* [ACTIVITY]: Could you restate the entries below word for word?

* [PROVIDED DATA]:
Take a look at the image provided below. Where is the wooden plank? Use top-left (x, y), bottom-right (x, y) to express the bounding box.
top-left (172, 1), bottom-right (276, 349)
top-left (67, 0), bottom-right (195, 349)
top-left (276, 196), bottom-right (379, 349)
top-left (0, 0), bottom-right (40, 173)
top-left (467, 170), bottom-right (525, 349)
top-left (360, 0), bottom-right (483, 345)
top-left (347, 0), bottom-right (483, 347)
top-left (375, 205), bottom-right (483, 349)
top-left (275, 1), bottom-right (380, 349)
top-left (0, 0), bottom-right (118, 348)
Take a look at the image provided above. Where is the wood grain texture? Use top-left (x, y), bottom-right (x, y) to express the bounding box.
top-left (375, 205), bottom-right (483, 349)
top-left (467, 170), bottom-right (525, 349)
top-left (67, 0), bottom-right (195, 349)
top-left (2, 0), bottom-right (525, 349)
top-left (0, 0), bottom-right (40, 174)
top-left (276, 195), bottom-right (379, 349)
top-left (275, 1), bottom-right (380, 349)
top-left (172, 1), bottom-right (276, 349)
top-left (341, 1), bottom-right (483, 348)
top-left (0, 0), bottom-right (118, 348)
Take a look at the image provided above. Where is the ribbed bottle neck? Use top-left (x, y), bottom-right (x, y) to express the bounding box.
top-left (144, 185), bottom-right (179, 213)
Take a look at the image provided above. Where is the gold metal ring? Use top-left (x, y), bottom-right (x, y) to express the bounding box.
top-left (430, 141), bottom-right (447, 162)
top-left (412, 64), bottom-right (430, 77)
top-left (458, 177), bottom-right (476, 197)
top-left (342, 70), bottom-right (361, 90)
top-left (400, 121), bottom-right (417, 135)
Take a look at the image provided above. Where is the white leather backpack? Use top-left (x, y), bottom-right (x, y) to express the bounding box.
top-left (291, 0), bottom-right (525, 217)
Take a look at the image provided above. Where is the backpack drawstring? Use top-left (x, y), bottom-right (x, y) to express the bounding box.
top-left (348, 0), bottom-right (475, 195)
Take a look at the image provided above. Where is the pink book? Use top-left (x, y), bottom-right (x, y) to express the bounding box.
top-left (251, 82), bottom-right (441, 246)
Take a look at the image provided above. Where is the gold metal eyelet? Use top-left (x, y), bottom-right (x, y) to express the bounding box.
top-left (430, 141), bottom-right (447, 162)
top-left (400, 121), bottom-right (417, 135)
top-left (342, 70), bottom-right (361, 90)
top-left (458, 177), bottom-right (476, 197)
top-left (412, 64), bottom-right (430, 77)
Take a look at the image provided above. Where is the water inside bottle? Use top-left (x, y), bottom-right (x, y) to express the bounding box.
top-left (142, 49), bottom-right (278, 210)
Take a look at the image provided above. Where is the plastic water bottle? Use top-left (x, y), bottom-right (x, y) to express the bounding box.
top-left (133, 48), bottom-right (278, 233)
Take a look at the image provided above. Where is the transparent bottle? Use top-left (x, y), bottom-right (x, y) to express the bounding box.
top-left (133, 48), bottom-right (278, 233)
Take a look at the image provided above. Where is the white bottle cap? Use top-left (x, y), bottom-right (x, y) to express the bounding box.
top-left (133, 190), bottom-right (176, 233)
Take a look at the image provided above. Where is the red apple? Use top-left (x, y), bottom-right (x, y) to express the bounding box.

* [ANSWER TO THIS PROBLEM]:
Take a look at the image provided below. Where is the wooden plank? Use top-left (x, y), bottom-right (x, y) to express the bounding box.
top-left (172, 1), bottom-right (276, 349)
top-left (67, 0), bottom-right (195, 349)
top-left (276, 196), bottom-right (379, 349)
top-left (0, 0), bottom-right (40, 173)
top-left (467, 170), bottom-right (525, 349)
top-left (360, 0), bottom-right (483, 345)
top-left (347, 0), bottom-right (483, 347)
top-left (375, 205), bottom-right (483, 349)
top-left (275, 1), bottom-right (380, 349)
top-left (0, 0), bottom-right (118, 348)
Take a look at the image provided above. Where is the wood grain texture? Use top-left (x, y), bottom-right (x, y) to express the bounding box.
top-left (375, 205), bottom-right (483, 349)
top-left (467, 170), bottom-right (525, 349)
top-left (67, 0), bottom-right (195, 349)
top-left (2, 0), bottom-right (525, 349)
top-left (0, 0), bottom-right (40, 174)
top-left (276, 195), bottom-right (379, 349)
top-left (275, 1), bottom-right (380, 349)
top-left (172, 1), bottom-right (276, 349)
top-left (341, 1), bottom-right (483, 348)
top-left (0, 0), bottom-right (118, 348)
Take a look at the image provided above. Where is the ribbed bottle neck? Use top-left (x, y), bottom-right (x, y) to express the bounding box.
top-left (144, 185), bottom-right (179, 213)
Take a look at the image provided above. Where is the gold metal ring? Use top-left (x, y), bottom-right (x, y) to express the bounding box.
top-left (430, 141), bottom-right (447, 162)
top-left (412, 64), bottom-right (430, 77)
top-left (458, 177), bottom-right (476, 197)
top-left (342, 70), bottom-right (361, 90)
top-left (400, 121), bottom-right (417, 135)
Take a look at the image provided above. Where is the white leather backpack? Use top-left (x, y), bottom-right (x, y) to express the bounding box.
top-left (291, 0), bottom-right (525, 217)
Take a look at the image provided above. Where is the backpack drawstring? Use top-left (x, y), bottom-right (x, y) to express the bounding box.
top-left (348, 0), bottom-right (475, 195)
Take a look at the image provided above. Where is the pink book? Use top-left (x, y), bottom-right (x, y) to express the bounding box.
top-left (251, 82), bottom-right (441, 246)
Take a look at the image provided above. Where is the gold metal eyelet? Use top-left (x, y), bottom-right (x, y) to express the bounding box.
top-left (430, 141), bottom-right (447, 162)
top-left (400, 121), bottom-right (417, 135)
top-left (342, 70), bottom-right (361, 90)
top-left (458, 177), bottom-right (476, 197)
top-left (412, 64), bottom-right (430, 77)
Take a look at the image provided above. Where is the water inside bottle? Use top-left (x, y), bottom-right (x, y) to express the bounding box.
top-left (142, 49), bottom-right (278, 210)
Take a look at the image provided above. Where is the plastic water bottle? Use top-left (x, y), bottom-right (x, y) to express the bounding box.
top-left (133, 48), bottom-right (278, 233)
Take a look at the image provided above. Where is the transparent bottle? Use top-left (x, y), bottom-right (x, y) to express the bounding box.
top-left (133, 48), bottom-right (278, 233)
Take a look at the image provided above. Where is the white bottle cap? Use top-left (x, y), bottom-right (x, y) to express the bounding box.
top-left (133, 190), bottom-right (176, 233)
Take a look at the image provided above. Where is the red apple? Use top-left (x, y), bottom-right (x, y) to express the bounding box.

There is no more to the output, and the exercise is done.